EXCERPTED PASSAGE:
## begin
Fabrica

Why this exists

Existing analog EDA tools — Cadence Spectre, Synopsys HSPICE, ngspice, Xyce — are excellent at what they were designed for: simulating a few hundred to a few thousand devices with maximum fidelity. They’re not designed for what neuromorphic computing needs, which is a network of tens of thousands of small, near-identical analog blocks that need to be designed, validated, and laid out as a system rather than as individual circuits.

Two specific frictions kept showing up while I was working on NeuroMatrix. First, the iteration loop was wrong. If I wanted to test a new neuron topology in a network, I had to lay out the schematic in Virtuoso, set up the simulation manually, wait for it to run, post-process the results in Python, and then loop back to the schematic. Even a small change took fifteen minutes. For a network architect making hundreds of small design decisions, that’s unworkable.
## end
INFORMATION SUPPLIED:
## begin
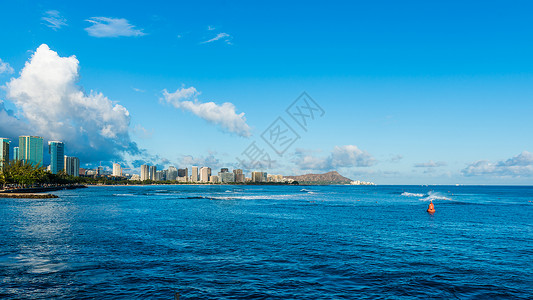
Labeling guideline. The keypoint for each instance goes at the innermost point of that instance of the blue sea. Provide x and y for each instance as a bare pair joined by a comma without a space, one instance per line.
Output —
269,242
## end
PROBLEM SET:
**A.** Answer these questions about the Fabrica text, one line each:
(i) Which existing analog EDA tools does it name?
(ii) What was the writer working on when the two frictions kept showing up?
(iii) How long did even a small change take?
**B.** According to the Fabrica text, why was the old iteration loop unworkable for a network architect?
**C.** Can you carry the Fabrica text on from its last sentence?

FINAL RESULTS:
**A.**
(i) Cadence Spectre, Synopsys HSPICE, ngspice, and Xyce
(ii) NeuroMatrix
(iii) Fifteen minutes

**B.** Each change meant laying out the schematic in Virtuoso, setting up the simulation by hand, waiting for it to run, post-processing the results in Python, and going back to the schematic, so even a small change took fifteen minutes. A network architect makes hundreds of small design decisions, so that delay made the loop unworkable.

**C.**
Second, the validation story was incoherent. Behavioral models (Verilog-A, Python prototypes) and SPICE-level transistor models don’t share a representation. You write the network architecture twice — once in your prototype, once in your SPICE netlist — and there’s no automated way to confirm they’re describing the same circuit. Bugs hide in the gap.

The third friction is the one that actually pushed me to build my own tool. I wanted a single workflow that could do all three things at once: run behavioral tests on a network architecture to analyze capacity and associative dynamics at scale (which demands the simulator be fast), use a general analog model — EKV or similar — to validate the circuit physics without locking to a foundry yet (which needs SPICE-like fidelity at iteration speed), and then drop into foundry-accurate modules like IHP’s PSP 103.6 when I needed to commit. Each tier exists separately in the ecosystem; nothing strings them together against the same circuit description. I tried building that workflow on top of existing tools for a while. The amount of glue code I was writing made it clear that the glue was the actual problem, and I might as well build the thing the glue was reaching for.

Fabrica is the answer to those frictions: one circuit description, three execution tiers, fast iteration at the top tier, foundry fidelity at the bottom, automatic consistency checks across all of them.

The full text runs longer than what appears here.